→ **REQUEST**:
Reproduce every one of the entries below word for word, omitting the pictures that accompany them.

[START OF RECORDED DATA]

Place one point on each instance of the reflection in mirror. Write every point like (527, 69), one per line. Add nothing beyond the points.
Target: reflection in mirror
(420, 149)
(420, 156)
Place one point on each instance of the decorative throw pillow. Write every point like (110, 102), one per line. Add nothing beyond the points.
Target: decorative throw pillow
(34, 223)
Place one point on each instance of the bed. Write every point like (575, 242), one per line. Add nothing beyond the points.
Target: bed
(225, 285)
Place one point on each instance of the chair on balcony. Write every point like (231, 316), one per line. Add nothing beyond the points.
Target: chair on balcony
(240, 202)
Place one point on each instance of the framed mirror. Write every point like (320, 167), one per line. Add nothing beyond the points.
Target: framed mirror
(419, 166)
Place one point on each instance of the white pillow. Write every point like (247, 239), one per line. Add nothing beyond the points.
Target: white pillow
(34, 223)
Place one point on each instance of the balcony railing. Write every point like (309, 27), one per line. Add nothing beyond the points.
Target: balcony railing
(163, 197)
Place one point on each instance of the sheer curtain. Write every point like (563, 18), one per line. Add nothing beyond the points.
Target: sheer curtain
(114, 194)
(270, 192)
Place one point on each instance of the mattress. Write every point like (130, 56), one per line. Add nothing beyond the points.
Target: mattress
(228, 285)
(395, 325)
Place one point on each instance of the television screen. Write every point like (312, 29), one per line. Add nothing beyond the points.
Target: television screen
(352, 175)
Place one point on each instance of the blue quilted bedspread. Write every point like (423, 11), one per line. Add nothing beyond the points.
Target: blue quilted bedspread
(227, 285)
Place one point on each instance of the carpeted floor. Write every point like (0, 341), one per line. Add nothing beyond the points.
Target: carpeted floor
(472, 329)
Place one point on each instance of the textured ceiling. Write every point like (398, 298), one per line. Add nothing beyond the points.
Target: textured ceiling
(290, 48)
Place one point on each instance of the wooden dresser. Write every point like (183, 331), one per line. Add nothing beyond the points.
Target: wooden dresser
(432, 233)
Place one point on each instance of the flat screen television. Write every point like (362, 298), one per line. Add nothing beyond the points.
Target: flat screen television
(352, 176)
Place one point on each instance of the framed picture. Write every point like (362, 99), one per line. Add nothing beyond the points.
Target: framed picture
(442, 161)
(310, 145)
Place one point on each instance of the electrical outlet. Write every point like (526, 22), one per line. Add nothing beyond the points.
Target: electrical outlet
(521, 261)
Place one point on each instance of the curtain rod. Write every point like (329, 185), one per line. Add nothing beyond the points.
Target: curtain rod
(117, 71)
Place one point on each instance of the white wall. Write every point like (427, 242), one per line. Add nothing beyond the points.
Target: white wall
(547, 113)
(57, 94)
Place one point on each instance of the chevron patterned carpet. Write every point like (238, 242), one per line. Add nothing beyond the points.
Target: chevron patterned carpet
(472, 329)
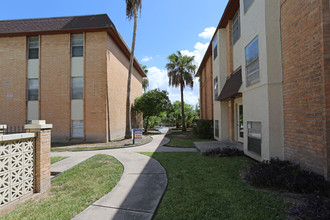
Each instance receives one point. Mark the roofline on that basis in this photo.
(112, 31)
(232, 7)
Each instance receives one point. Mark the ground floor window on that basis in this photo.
(77, 128)
(254, 137)
(216, 128)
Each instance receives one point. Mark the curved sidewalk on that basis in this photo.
(140, 189)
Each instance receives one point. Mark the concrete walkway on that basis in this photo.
(141, 187)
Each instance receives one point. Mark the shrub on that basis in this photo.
(314, 207)
(286, 175)
(203, 128)
(224, 152)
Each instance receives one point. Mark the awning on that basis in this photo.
(232, 86)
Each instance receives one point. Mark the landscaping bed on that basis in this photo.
(73, 191)
(211, 188)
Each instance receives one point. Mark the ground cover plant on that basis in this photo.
(73, 190)
(183, 139)
(56, 159)
(285, 175)
(211, 188)
(224, 152)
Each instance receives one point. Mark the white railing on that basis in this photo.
(16, 166)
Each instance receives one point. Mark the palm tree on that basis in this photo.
(180, 73)
(145, 80)
(132, 8)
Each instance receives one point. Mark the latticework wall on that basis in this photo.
(16, 169)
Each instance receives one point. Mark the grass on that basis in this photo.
(56, 159)
(183, 139)
(211, 188)
(73, 191)
(87, 148)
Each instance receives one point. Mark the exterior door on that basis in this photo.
(239, 122)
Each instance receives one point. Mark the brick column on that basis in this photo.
(2, 129)
(42, 154)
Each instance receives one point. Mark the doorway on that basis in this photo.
(239, 121)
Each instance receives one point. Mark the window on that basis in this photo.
(215, 88)
(77, 45)
(215, 48)
(33, 48)
(247, 4)
(236, 28)
(216, 128)
(77, 128)
(33, 87)
(77, 87)
(252, 62)
(254, 137)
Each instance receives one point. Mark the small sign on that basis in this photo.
(137, 133)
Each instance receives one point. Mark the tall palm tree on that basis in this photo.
(132, 8)
(180, 73)
(145, 80)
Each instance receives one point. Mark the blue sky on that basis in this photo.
(164, 27)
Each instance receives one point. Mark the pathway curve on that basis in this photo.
(141, 187)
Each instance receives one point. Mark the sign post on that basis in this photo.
(137, 134)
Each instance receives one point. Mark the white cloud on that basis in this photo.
(199, 52)
(146, 59)
(207, 33)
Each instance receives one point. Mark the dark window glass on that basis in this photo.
(33, 48)
(77, 88)
(33, 89)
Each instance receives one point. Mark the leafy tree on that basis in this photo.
(145, 80)
(132, 8)
(180, 73)
(152, 103)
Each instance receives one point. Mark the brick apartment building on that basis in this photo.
(271, 80)
(71, 72)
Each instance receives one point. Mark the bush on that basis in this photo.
(224, 152)
(315, 206)
(203, 128)
(286, 175)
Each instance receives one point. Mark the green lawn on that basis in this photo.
(183, 139)
(73, 191)
(56, 159)
(211, 188)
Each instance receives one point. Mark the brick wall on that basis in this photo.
(55, 69)
(306, 82)
(13, 80)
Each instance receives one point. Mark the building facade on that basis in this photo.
(270, 64)
(71, 72)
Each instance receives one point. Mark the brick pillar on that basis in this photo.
(2, 129)
(42, 154)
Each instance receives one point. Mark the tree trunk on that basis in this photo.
(128, 132)
(182, 109)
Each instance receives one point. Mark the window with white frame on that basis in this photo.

[END OF RECORDED DATA]

→ **OUTPUT**:
Place one point on each instance of the reflection in mirror. Write every point like (527, 69), one per line. Add nothing beyond the points.
Target: reflection in mirror
(420, 149)
(420, 156)
Place one point on each instance of the decorative throw pillow. Write every point like (110, 102), one per line. Add nothing beyond the points.
Target: decorative throw pillow
(34, 223)
Place one point on each instance of the bed. Write every point like (575, 242), one per line. Add nothing beyond the points.
Target: bed
(225, 285)
Place one point on each instance of the chair on balcony. Write every point like (231, 316), one per line. Add nothing beyond the points.
Target: chair on balcony
(240, 202)
Place one point on each instance of the framed mirror. Write every point like (320, 167), one per line. Add nothing beyond the points.
Target: framed mirror
(419, 166)
Place one point on each instance of the white pillow. Write every point like (247, 239), one per line. Add nothing beyond the points.
Target: white pillow
(34, 223)
Place one point on each instance of the balcony railing. Write every point like (309, 27), one per line. Add nothing beyond the points.
Target: balcony railing
(163, 197)
Place one point on each instance of the sheer curtain. Write every point like (563, 18), one per line. Add nothing beyond the points.
Target: sheer curtain
(114, 194)
(270, 192)
Place one point on each instance of the mattress. Write every point like (130, 56), one per line. Add nothing beyond the points.
Target: mattress
(228, 285)
(395, 325)
Place one point on each instance of the television screen. Write every point like (312, 29), one per line. Add nothing beyond the points.
Target: television screen
(352, 175)
Place one point on each instance of the blue quilted bedspread. Write every point like (423, 11), one per line. Add nothing beyond the points.
Target: blue quilted bedspread
(227, 285)
Place one point on each instance of the carpeted floor. Write every point like (0, 341), one per line. Add nothing beyond the points.
Target: carpeted floor
(472, 329)
Place one point on each instance of the textured ceiling. Write every point like (398, 298), one per line. Add nothing beyond the points.
Target: textured ceiling
(290, 48)
Place one point on each instance of the wooden dresser. Write every point like (183, 331), one per line. Add nothing beyond the points.
Target: wooden dresser
(432, 233)
Place one point on each instance of the flat screen television. Write every point like (362, 298), one per line. Add nothing beyond the points.
Target: flat screen television
(352, 176)
Place one point on each instance of the framed picture. Write every point like (362, 99), one per line. Add nothing beyond the points.
Target: framed picture
(442, 161)
(310, 145)
Place one point on each instance of the electrical outlet. Write every point like (526, 22), one per line. Add nothing beyond the points.
Target: electrical outlet
(521, 261)
Place one point on each instance of the curtain rod. Write every point like (329, 185), one per line. Add nothing beyond the points.
Target: curtain rod
(117, 71)
Place one point on each instance of the white wall. Write every point like (427, 242), one per line. Add nothing beyond the points.
Target: white wall
(547, 113)
(57, 94)
Place one point on each instance of the chevron patterned carpet. Write every point like (238, 242), one per line. Add nothing beyond the points.
Target: chevron patterned carpet
(472, 329)
Each instance receives one point. Mark the roofline on that basis in this photo.
(112, 31)
(232, 7)
Each instance receives one point. Mark the ground floor window on that basis in this photo.
(77, 128)
(254, 137)
(216, 128)
Each instance receives one point. Mark the curved sidewalk on that basis in this photo.
(140, 189)
Each instance receives one point. Mark the concrete walkway on that basis in this photo.
(141, 187)
Each instance receives one point. Mark the shrub on that basis in this photo.
(314, 207)
(286, 175)
(203, 128)
(224, 152)
Each instance receives one point. Mark the awning on that basis in this photo.
(232, 86)
Each instance receives one point. Mark the landscaping bed on that basis in this photo.
(73, 191)
(211, 188)
Each instance receives one point. Mark the ground cover plant on that basis in this photo.
(73, 190)
(183, 139)
(56, 159)
(285, 175)
(211, 188)
(224, 152)
Each instance receives one point. Mark the white railing on that basis in this photo.
(16, 166)
Each instance receives one point. Mark the palm tree on that basis in this photo.
(180, 73)
(145, 80)
(132, 8)
Each instance receives one point. Mark the latticework wall on that basis in this photo.
(16, 169)
Each instance receives one point. Mark the grass on that basis in this photo.
(56, 159)
(183, 139)
(211, 188)
(73, 191)
(87, 148)
Each instance receives one point. Mark the exterior door on that basis in this photo.
(239, 122)
Each instance receives one point. Mark the brick column on that basis in this photo.
(2, 129)
(42, 154)
Each instance receives one point. Mark the doorway on that basis in this photo.
(239, 121)
Each instance receives one point. Mark the window on that basis in this photo.
(215, 88)
(77, 45)
(215, 48)
(33, 48)
(247, 4)
(236, 28)
(216, 128)
(77, 128)
(33, 87)
(77, 87)
(252, 62)
(254, 137)
Each instance receives one point. Mark the small sign on that basis in this photo.
(137, 133)
Each instance receives one point. Mark the tall palm tree on that basis in this photo.
(132, 8)
(180, 73)
(145, 80)
Each instance receives one point. Mark the blue sky on that basis in this photo.
(164, 27)
Each instance receives one point. Mark the pathway curve on that basis in this photo.
(141, 187)
Each instance receives one point. Mark the sign post on that basis in this photo.
(137, 134)
Each instance receives one point. Mark the white cloud on that basis in this photo.
(199, 52)
(146, 59)
(207, 33)
Each instance receives one point. Mark the dark window glass on that basis in this photo.
(33, 48)
(77, 88)
(33, 89)
Each instance receives one point. Mark the leafy tree on that basis in this photo.
(145, 80)
(132, 8)
(180, 73)
(152, 103)
Each instance receives one point. Mark the brick apartment building on that basis in this photo.
(271, 80)
(71, 72)
Each instance receives one point. Mark the bush on that basis in this photo.
(224, 152)
(315, 206)
(203, 128)
(286, 175)
Each instance receives one point. Mark the green lawn on that basis in this photo.
(183, 139)
(73, 191)
(56, 159)
(211, 188)
Each instance receives one point. Mark the brick wall on that basis in this photo.
(55, 69)
(306, 82)
(13, 80)
Each instance receives one point. Mark the building facade on that basis in this photo.
(270, 64)
(71, 72)
Each instance receives one point. Mark the brick pillar on that basis in this photo.
(2, 129)
(42, 154)
Each instance receives one point. Mark the tree trunk on that basis in this photo.
(128, 132)
(182, 109)
Each instance receives one point. Mark the window with white frame on that basis in this photo.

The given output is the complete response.